*** Source document

Category Archives: neuroscience
Resting in the Stillness of Being
Notes from Boston, April 2019
Only 10 left of the 44 radiation treatments taking place here in Boston. Along with all of your love and prayers, an extraordinarily wonderful group of people at The Brigham and Women’s Hospital, the Dana Farber Cancer Institute, and my cancer club friends here at Hope Lodge, are all taking care of me. A minor set of challenges and annoyances are arising from the accumulation of the radiation, mostly centered around fatigue and bladder confusion, but, all in all, I’m doing just fine. Life wants us to keep growing and evolving, so new challenges are created to keep us focused. (Fill in you own political metaphor here, if you choose!)
Where is the growth and evolution arising from? From a spiritual perspective, from the “Ground of Being”. As noted in the chart above, the terms at the top: ‘Ground of Being”, Tao and Brahman are interchangeably used to make an attempt to express the inexpressible. ‘Before all duality’ implies time, which is relative. ‘Beyond all opposites’ implies space, also relative. In the world of form, which includes our body/minds, all of creation and anything we put into words, everything appears as part of a pair of opposites. But know that in the depths of silence all duality dissolves and what remains the ineffable mystery. Be there. You are always there already. We have just forgotten to notice. We practice stillness or silence to ‘remember’ who we truly are.
There is no substitute for the practice of silence. There are no techniques, breathing practices or asana sequences that can lead you to what always was, is, and ever shall be. And yet if we do not make a conscious choice to make ‘being in silence’ a priority, the healing power, growth and insight that arises from the stillness will never be fully received. Spirituality grows in the world of paradox and is nurtured in meditation.
In sutra I-3, tada drashtuh svarupe’avasthanam, Patanjali describes yoga as ‘resting in our own true nature’, the unbounded Silence of Being, or Ground of Being, or Tao, and ‘staying there’. I love the word ‘resting’ as it is clearly not about ‘doing something’. Sometimes the word abides is used, as in “the dude abides’. Here the implication is that of finally coming home, recognizing home, and staying home.

******

- _Task item A_:
In the notes from Boston, which places are home to the people taking care of the writer? List each one.
- _Task item B_:
Resume the piece on resting in the stillness of being, picking up right after its final sentence.

*** Supplied entries

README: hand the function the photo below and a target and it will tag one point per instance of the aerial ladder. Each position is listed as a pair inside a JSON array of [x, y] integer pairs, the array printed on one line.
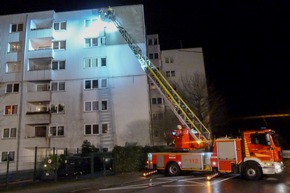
[[197, 130]]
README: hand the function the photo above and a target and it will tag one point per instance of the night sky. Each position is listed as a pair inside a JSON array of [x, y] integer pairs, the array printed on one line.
[[246, 44]]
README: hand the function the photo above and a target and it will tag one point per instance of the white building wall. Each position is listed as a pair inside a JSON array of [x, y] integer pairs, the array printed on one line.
[[127, 112]]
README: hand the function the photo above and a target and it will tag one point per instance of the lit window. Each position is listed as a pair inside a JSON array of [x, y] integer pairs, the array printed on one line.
[[92, 42], [14, 47], [59, 26], [91, 84], [12, 88], [56, 131], [170, 73], [91, 62], [58, 86], [105, 128], [16, 27], [12, 67], [57, 108], [92, 129], [58, 65], [42, 87], [104, 83], [9, 132], [10, 109], [90, 22], [40, 131], [91, 106], [156, 101], [103, 61], [59, 45], [104, 105], [8, 155]]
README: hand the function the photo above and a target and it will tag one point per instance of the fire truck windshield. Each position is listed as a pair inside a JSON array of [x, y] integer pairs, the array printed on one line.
[[275, 138]]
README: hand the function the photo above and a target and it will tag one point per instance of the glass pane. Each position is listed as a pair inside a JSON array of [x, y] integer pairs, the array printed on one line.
[[95, 83], [6, 133], [60, 131], [87, 84], [13, 132], [62, 86], [95, 105], [61, 65], [87, 106], [9, 88], [16, 88], [95, 129], [88, 129], [54, 65]]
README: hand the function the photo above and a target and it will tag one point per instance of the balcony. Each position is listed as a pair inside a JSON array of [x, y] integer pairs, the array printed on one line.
[[38, 69]]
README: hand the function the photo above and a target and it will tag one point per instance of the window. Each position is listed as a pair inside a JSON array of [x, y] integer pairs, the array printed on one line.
[[12, 67], [104, 83], [40, 131], [90, 22], [11, 109], [153, 56], [12, 88], [59, 45], [92, 42], [103, 61], [168, 60], [58, 65], [92, 129], [91, 106], [170, 73], [261, 139], [104, 105], [8, 154], [91, 62], [42, 87], [158, 116], [9, 132], [156, 101], [152, 41], [59, 26], [14, 47], [57, 108], [105, 128], [16, 27], [58, 86], [91, 84], [56, 131]]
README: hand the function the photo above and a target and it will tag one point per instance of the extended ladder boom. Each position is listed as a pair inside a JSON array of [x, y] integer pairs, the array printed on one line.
[[185, 115]]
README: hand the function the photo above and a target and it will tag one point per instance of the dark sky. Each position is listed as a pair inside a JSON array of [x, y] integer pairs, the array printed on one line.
[[246, 43]]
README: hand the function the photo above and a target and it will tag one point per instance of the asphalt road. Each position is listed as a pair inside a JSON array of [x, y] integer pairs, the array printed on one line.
[[198, 183], [157, 183]]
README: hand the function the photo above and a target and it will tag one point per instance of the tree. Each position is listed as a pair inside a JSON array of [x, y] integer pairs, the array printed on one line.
[[88, 148], [204, 100]]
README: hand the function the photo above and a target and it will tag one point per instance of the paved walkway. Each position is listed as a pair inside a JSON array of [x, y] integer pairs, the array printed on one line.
[[74, 185]]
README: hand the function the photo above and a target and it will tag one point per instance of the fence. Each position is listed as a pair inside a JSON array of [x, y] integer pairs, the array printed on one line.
[[286, 154], [51, 164]]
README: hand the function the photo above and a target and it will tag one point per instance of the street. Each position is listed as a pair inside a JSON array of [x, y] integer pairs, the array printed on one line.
[[199, 183]]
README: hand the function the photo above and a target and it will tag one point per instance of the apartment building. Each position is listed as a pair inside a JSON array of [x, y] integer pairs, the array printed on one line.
[[67, 77], [175, 64]]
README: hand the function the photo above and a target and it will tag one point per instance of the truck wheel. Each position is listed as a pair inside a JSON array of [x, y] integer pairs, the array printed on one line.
[[251, 171], [173, 169]]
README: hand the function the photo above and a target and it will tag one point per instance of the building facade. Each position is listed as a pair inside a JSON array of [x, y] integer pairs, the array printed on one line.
[[175, 65], [67, 77]]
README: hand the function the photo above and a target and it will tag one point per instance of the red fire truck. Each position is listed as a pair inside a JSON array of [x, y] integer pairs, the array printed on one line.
[[255, 153]]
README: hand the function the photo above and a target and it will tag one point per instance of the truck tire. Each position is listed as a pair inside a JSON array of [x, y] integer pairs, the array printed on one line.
[[251, 171], [173, 169]]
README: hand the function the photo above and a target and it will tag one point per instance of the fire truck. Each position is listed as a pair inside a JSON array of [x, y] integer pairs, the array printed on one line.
[[253, 154]]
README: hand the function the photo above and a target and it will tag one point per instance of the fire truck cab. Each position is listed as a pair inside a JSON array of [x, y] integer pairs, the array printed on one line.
[[255, 153]]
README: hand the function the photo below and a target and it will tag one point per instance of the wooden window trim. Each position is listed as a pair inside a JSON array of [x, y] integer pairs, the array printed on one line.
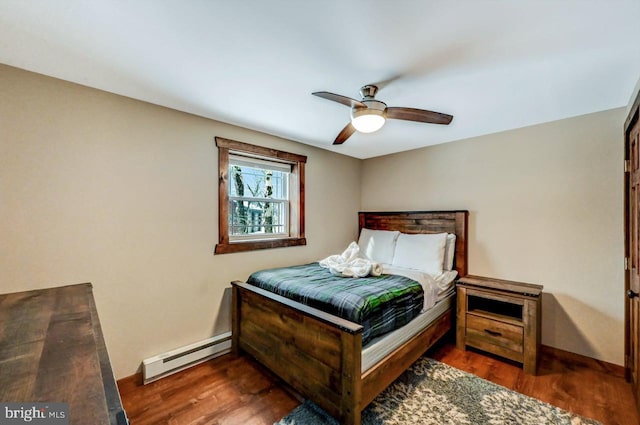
[[296, 220]]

******

- _Written reply A_:
The Brigham and Women’s Hospital
the Dana Farber Cancer Institute
Hope Lodge

- _Written reply B_:
As someone who has become addicted to ‘doing’, resting is not easy for me. There are so many layers of mental chatter, conscious and unconscious, that want my attention. My confusion from skandha 1 has left a belief system that says I have to ‘heal’ myself’, and has confused the layers of form that comprise the body/mind with “I’, myself. There is no solution from this perspective. Only an endless chasing after the illusion of ‘finally getting it right’ and an attentional field that never rests.
When we make a conscious choice to practice silence, something else happens. The mental chatter and the physical sensations do not go away in the beginning. And if they do temporarily disappear, they will come rushing back sooner or later. What arises is the possibility of a change in perspective. In the early stages of meditation, there is the cultivation of what is called ‘witnessing’. Whatever arises in awareness, usually thoughts sensations, emotions or an amalgam of all of these, is ‘seen’ and thus recognized as ‘not me’. If ‘I’ can see it, it cannot be ‘I’. We differentiate seer and seen. This process involves the two crucial components of spiritual awakening; attention and identification.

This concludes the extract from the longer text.